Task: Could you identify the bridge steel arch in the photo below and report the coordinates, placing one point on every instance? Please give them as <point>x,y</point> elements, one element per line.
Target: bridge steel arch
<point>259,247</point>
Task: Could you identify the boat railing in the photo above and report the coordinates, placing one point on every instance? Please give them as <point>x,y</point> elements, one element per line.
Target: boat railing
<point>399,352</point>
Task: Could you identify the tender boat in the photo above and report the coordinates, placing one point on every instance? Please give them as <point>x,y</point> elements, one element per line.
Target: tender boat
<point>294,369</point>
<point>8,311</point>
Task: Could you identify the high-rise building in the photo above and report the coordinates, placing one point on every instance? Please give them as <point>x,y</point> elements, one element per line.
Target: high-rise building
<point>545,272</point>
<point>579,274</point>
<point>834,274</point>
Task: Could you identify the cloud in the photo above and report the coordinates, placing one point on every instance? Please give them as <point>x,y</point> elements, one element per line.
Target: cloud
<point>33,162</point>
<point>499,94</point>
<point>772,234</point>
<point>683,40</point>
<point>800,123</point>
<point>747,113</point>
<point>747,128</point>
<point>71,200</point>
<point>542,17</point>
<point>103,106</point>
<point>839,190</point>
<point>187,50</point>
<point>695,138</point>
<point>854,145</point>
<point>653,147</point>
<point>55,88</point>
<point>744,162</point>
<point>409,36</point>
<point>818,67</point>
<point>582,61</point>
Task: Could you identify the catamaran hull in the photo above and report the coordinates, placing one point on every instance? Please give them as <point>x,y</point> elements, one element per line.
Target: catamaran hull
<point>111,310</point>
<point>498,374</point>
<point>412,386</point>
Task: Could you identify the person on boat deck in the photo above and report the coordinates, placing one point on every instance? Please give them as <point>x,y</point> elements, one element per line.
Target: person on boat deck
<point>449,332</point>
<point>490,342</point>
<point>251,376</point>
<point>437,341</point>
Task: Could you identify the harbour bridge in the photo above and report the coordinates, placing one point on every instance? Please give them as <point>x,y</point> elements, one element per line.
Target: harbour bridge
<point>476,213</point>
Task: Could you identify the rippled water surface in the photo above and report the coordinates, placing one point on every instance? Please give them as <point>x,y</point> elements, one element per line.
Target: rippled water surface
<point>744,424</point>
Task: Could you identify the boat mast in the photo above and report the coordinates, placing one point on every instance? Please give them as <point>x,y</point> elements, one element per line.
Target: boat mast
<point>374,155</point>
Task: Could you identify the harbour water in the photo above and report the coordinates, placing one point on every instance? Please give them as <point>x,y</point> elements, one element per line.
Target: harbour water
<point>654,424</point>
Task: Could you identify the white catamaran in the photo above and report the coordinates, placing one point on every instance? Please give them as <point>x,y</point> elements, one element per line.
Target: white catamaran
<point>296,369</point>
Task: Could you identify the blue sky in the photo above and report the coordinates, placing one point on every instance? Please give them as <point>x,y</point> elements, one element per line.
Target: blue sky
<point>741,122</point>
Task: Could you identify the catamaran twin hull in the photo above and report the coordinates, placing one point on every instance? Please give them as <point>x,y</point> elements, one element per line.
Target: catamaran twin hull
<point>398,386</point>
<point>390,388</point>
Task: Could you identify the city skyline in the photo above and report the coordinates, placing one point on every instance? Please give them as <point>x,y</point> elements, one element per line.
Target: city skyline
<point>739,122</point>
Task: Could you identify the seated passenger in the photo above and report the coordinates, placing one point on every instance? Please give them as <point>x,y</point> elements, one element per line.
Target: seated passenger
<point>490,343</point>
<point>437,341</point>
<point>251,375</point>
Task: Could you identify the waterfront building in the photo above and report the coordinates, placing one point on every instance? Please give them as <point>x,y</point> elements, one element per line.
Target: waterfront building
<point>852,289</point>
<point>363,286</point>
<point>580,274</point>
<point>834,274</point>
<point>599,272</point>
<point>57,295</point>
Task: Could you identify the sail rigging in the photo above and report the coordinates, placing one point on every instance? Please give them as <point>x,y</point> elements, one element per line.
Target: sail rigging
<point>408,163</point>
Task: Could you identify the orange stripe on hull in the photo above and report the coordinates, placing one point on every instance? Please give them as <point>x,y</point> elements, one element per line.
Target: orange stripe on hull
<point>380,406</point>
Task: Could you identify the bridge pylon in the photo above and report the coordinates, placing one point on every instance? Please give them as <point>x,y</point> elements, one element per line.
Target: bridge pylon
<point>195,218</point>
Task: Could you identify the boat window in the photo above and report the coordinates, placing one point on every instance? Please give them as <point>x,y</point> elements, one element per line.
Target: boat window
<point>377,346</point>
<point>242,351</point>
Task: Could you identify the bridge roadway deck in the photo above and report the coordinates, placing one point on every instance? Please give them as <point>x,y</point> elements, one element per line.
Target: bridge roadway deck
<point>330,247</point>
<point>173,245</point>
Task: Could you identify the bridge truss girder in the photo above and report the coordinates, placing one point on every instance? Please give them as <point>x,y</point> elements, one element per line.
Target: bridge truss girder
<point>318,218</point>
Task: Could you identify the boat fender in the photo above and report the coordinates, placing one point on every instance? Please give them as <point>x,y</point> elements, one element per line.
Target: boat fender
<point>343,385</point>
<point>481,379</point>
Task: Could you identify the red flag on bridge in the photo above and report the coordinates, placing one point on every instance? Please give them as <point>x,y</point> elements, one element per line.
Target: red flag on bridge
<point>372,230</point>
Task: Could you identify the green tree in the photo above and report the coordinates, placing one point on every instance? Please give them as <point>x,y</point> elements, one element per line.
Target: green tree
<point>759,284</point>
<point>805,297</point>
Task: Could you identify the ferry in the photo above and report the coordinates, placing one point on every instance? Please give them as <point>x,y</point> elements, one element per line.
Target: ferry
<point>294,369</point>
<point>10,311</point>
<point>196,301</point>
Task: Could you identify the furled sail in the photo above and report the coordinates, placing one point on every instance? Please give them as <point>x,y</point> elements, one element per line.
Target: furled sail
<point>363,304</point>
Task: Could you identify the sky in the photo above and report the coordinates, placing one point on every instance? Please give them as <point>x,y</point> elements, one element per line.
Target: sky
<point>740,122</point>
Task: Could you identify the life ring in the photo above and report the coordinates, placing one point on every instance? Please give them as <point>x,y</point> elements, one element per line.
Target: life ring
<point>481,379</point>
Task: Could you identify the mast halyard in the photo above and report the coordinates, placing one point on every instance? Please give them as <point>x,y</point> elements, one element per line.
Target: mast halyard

============================================================

Give back every line of the data exactly.

▶ [Answer for this exercise]:
Task: Could you identify the bridge steel arch in the photo below and report the coordinates, placing one point on every instance? Please give them as <point>x,y</point> elements, one element per line.
Target: bridge steel arch
<point>259,247</point>
Task: Could you identify the boat railing in the photo above and report the coordinates, placing one point on every instance? Please give them as <point>x,y</point> elements, one element per line.
Target: boat railing
<point>399,352</point>
Task: Could you identify the tender boat in the photo above and report the coordinates, placing one point on every instance? Please give them as <point>x,y</point> elements, one element per line.
Target: tender boat
<point>294,369</point>
<point>8,311</point>
Task: Could you identify the high-rise building in the photo above and report the coordinates, placing one point on every instance? Please give them as <point>x,y</point> elements, one element per line.
Target: high-rise building
<point>545,272</point>
<point>579,274</point>
<point>834,274</point>
Task: Could you identify the cloud in the photo above and report the coordinates, placing one point on every instance? Please give them as <point>x,y</point> elements, one element per line.
Target: cloud
<point>33,162</point>
<point>499,94</point>
<point>772,234</point>
<point>683,40</point>
<point>800,123</point>
<point>747,113</point>
<point>747,128</point>
<point>71,200</point>
<point>542,17</point>
<point>103,106</point>
<point>839,190</point>
<point>187,50</point>
<point>695,138</point>
<point>854,145</point>
<point>653,147</point>
<point>55,88</point>
<point>744,162</point>
<point>409,36</point>
<point>818,67</point>
<point>582,61</point>
Task: Could you identify the catamaran hull in the photo above and report the coordinates, placing one point on every instance? Please give them as <point>x,y</point> elements, one element per line.
Target: catamaran hull
<point>111,310</point>
<point>498,374</point>
<point>412,386</point>
Task: Could you identify the person on boat deck in the photo above and report the coordinates, placing one point on every instance? Please give them as <point>x,y</point> elements, one element per line.
Target: person on boat deck
<point>449,332</point>
<point>490,342</point>
<point>251,376</point>
<point>437,341</point>
Task: Could you identify the harbour bridge in the photo above and report the coordinates, placing one point on every instance? Please give them as <point>x,y</point> elements, one element per line.
Target: harbour bridge
<point>476,213</point>
Task: Could you identify the rippled water surface in the photo above and report the coordinates, placing one point on every instance? Please give them as <point>x,y</point> elements, one element per line.
Target: rippled water surface
<point>744,424</point>
Task: Could you identify the boat mast in the photo above and report the coordinates, placing one point on every instance? Please give them as <point>x,y</point> elements, one element per line.
Target: boat mast
<point>374,155</point>
Task: Could you identify the harbour water in the photo above and report the coordinates, placing one point on every instance? Please give them as <point>x,y</point> elements, one element per line.
Target: harbour water
<point>654,424</point>
Task: Could you identify the white catamaran in the photo above and report the coordinates, placing one point on every instance? Please give them as <point>x,y</point> elements, one element per line.
Target: white catamaran
<point>296,369</point>
Task: Could you identify the blue sky in the photo above and report the coordinates, placing one point on every instance? Please give them as <point>x,y</point> elements, one element per line.
Target: blue sky
<point>741,122</point>
Task: Could you identify the catamaran twin hull in the photo above and report the coordinates, placing one point on every instance? Please give them as <point>x,y</point> elements, one element per line.
Target: catamaran twin hull
<point>398,386</point>
<point>390,388</point>
Task: Could you identify the city skyline in the photo above and report the coordinates, placing one point on every instance? Please give them as <point>x,y</point> elements, one element per line.
Target: city skyline
<point>739,122</point>
Task: Could you identify the seated passenger in the photo above and report the coordinates, placing one point on every instance? Please give them as <point>x,y</point> elements, one element per line.
Target: seated passenger
<point>490,343</point>
<point>437,341</point>
<point>251,375</point>
Task: Could you identify the waterfront building in the photo above and report the coordinates, placing one point on every instance? Please give them as <point>x,y</point> elements, one element per line.
Target: waterfront building
<point>852,289</point>
<point>363,286</point>
<point>580,274</point>
<point>834,274</point>
<point>599,272</point>
<point>57,295</point>
Task: Could you identify the sail rigging in the photo above and report the coordinates, placing one point on every instance? Please give them as <point>x,y</point> elements, one element per line.
Target: sail rigging
<point>408,163</point>
Task: Could you identify the orange stripe on hull in the photo above and report the coordinates, placing one point on every instance? Please give them as <point>x,y</point> elements, one element per line.
Target: orange stripe on hull
<point>380,406</point>
Task: Could you identify the bridge pylon in the photo above and report the coordinates, placing one point on every instance? Please give them as <point>x,y</point> elements, one element per line.
Target: bridge pylon
<point>195,218</point>
Task: Could you identify the boat window in the photo above and report the coordinates, placing one point on every instance? Please give them as <point>x,y</point> elements, one element per line.
Target: boat window
<point>377,346</point>
<point>242,351</point>
Task: Could you identify the bridge roadway deck in the photo above and report the coordinates, placing one point on every instance? Please give them as <point>x,y</point> elements, one element per line.
Target: bridge roadway deck
<point>330,247</point>
<point>173,245</point>
Task: Could you identify the bridge truss girder in the photo above and report the coordinates, placing one point on every instance? Please give them as <point>x,y</point> elements, one element per line.
Target: bridge truss girder
<point>318,218</point>
Task: Could you identify the boat fender in the photo above and report the coordinates, placing one point on every instance? Please give them as <point>x,y</point> elements, one element per line.
Target: boat fender
<point>343,385</point>
<point>481,379</point>
Task: Could you identify the red flag on bridge in the photo above and report the coordinates, placing one point on every instance? Please give them as <point>x,y</point> elements, one element per line.
Target: red flag on bridge
<point>372,230</point>
Task: Could you identify the green tree in the photo above and report the coordinates, placing one point on every instance? Please give them as <point>x,y</point> elements, one element per line.
Target: green tree
<point>759,284</point>
<point>805,297</point>
Task: Could you identify the ferry in the photo above and report the coordinates, placing one point on every instance? Please give them as <point>x,y</point> elements, one element per line.
Target: ferry
<point>294,369</point>
<point>10,311</point>
<point>196,301</point>
Task: Could you identify the furled sail in the photo above and report the coordinates, placing one point on every instance? Please give them as <point>x,y</point> elements, one element per line.
Target: furled sail
<point>363,304</point>
Task: Could you identify the sky in the photo above and report the coordinates, placing one point on every instance? Please give them as <point>x,y</point> elements, one element per line.
Target: sky
<point>740,122</point>
Task: Could you identify the life ring in the photo above and report the coordinates, placing one point on every instance? Please give them as <point>x,y</point> elements, one element per line.
Target: life ring
<point>481,379</point>
Task: Could you identify the mast halyard in the photo above and report the coordinates, placing one point on every instance? Please give them as <point>x,y</point> elements, one element per line.
Target: mast halyard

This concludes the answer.